Exercise: Can you carry on the Prometheus graceful shutdown article, picking up right after its last sentence?

Text excerpt:
- - - - -

Part 5: Prometheus Graceful Shutdown
- Part 1: Signals and Linux
- Part 2: Containers and signals
- Part 3: Graceful shutdown of K8S pods
- Part 4: Celery Graceful Shutdown
- Part 5: Prometheus Graceful Shutdown [you’re here]
- Part 6: Other frameworks and libraries [WIP]
AI usage disclaimer
Disclaimer: this article is very experimental in the way that it relies heavily on the AI agent to do the heavy-lifting of data extraction, following the article structure and proof-reading as the articles are getting pretty procedural. Here’s the prompt. It would require tinkering around and verification, as it tends to provide wrong code links sometimes and building the narrative structure that does not make a lot of sense for the human reader.
Prometheus graceful shutdown
Databases are complex beasts, as they have multiple components and usually have elevated requirements to manage data consistency even when something goes very wrong.
Let’s take a look at the Prometheus moninitoring system and time series database implementation of the graceful shutdown. As a quick reminder Prometheus is the monitoring system that continuously collects metrics from thousands of services, stores them in an optimized time-series database, and provides a powerful query language for analysis. It scrapes HTTP endpoints every N seconds across your infrastructure, ingests maltitude of metrics per second while maintaining strict-ish data consistency guarantees.

- - - - -

Position identification records:

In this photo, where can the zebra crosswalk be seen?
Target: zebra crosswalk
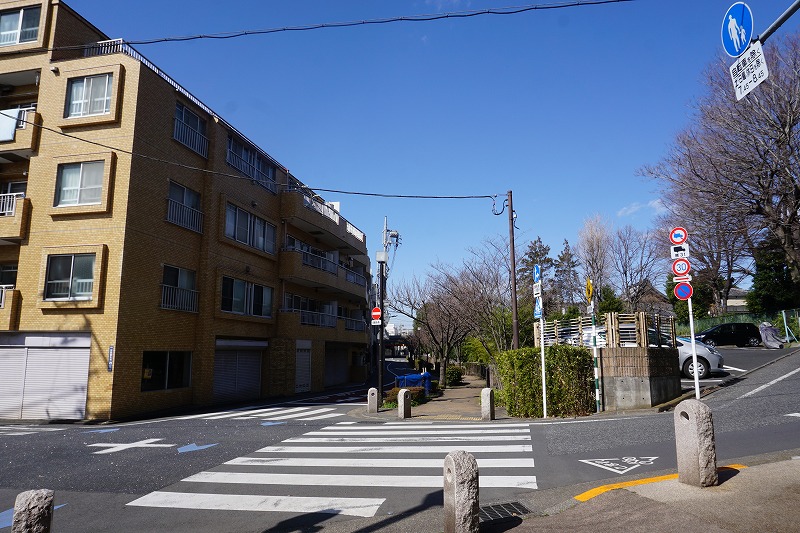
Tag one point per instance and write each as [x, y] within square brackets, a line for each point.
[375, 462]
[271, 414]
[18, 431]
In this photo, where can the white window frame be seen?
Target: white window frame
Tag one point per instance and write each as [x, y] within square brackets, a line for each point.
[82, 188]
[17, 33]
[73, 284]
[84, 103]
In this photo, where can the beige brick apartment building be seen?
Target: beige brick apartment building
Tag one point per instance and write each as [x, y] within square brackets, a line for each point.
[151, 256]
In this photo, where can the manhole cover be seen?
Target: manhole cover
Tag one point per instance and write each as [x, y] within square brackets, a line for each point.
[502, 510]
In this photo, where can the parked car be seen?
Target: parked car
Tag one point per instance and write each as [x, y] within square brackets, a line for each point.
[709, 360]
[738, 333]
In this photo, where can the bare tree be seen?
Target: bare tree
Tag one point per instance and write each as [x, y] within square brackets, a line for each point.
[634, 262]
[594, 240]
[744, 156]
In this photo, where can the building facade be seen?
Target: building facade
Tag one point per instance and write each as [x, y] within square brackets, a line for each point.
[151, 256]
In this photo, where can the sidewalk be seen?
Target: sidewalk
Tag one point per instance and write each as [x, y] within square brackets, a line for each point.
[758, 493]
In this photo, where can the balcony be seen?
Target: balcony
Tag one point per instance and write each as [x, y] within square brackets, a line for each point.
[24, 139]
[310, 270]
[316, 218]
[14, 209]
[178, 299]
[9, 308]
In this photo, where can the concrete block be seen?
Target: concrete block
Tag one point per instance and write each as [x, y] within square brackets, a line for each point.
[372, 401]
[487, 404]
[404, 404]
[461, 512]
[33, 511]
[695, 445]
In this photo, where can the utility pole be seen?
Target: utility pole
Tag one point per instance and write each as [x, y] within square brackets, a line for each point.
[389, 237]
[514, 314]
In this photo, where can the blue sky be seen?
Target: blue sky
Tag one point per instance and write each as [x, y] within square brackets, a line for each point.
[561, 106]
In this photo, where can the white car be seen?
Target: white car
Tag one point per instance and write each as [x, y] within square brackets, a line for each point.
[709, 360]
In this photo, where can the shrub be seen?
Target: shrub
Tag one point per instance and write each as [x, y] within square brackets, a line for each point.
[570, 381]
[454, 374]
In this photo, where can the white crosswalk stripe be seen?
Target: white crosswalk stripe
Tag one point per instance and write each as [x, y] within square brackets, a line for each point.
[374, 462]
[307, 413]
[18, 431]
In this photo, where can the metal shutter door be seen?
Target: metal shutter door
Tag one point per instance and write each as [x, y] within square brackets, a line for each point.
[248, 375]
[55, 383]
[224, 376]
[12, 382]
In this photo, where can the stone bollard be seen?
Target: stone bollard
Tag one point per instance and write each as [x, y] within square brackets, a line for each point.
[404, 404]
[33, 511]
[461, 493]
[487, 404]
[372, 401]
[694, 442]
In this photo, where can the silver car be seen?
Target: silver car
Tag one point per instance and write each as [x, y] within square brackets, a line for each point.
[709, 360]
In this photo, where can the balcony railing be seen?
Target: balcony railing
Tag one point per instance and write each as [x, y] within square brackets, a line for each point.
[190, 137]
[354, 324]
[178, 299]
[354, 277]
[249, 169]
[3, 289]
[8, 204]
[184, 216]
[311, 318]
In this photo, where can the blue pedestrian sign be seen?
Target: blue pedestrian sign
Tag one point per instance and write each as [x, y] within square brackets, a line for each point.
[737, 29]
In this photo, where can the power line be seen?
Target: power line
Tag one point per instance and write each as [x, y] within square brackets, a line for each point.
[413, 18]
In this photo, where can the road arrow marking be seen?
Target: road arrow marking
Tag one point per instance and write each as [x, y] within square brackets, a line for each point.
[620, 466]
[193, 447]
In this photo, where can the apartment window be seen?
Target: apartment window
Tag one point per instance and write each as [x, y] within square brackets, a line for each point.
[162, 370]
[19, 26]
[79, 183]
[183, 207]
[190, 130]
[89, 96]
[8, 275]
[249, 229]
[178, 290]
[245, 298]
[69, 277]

- - - - -

Response to this task:
Prometheus operates through several components:
- scrape manager maintains concurrent HTTP connections to collect metrics from targets
- time-series database (TSDB) stores and indexes metric data with specialized on-disk formats
- service discovery mechanisms automatically detect new targets to monitor
- rule engine evaluates alerting conditions in real-time
- web interface serves the UI and API endpoints for queries and configuration
- PromQL query engine processes and executes time-series queries.
Each component runs independently but should be coordinated with each other to ensure no data is lost.
Prometheus implements this coordination using the oklog/run.Group
pattern, managing everything from database head block persistence to scrape manager connection draining. This analysis examines how Prometheus coordinates this shutdown sequence while maintaining its zero-data-loss guarantee.
Prometheus Architecture Overview
Prometheus operates as an orchestrated collection of specialized components, each managing a critical aspect of the metrics pipeline:
Each component runs independently but coordinates through the central run.Group
pattern, ensuring that when shutdown begins, all components can be stopped in the correct order without data loss or resource leaks.
The run.Group Coordination Pattern
Prometheus relies on the oklog/run.Group
library to implement its components’ graceful shutdown. This library solves a common problem in Go applications: how to run multiple long-lived services together and shut them all down gracefully when any one fails or receives a termination signal.
Instead of manually managing goroutines, channels, and shutdown logic, run.Group lets you register pairs of functions—one to execute the service, and one to interrupt it. When any service exits (either successfully or with an error), all services are automatically interrupted in a coordinated fashion.
Here’s a simple example to illustrate the pattern:
package main
import (
"context"
"fmt"
"net/http"
"os"
"os/signal"
"syscall"
"time"
"github.com/oklog/run"
)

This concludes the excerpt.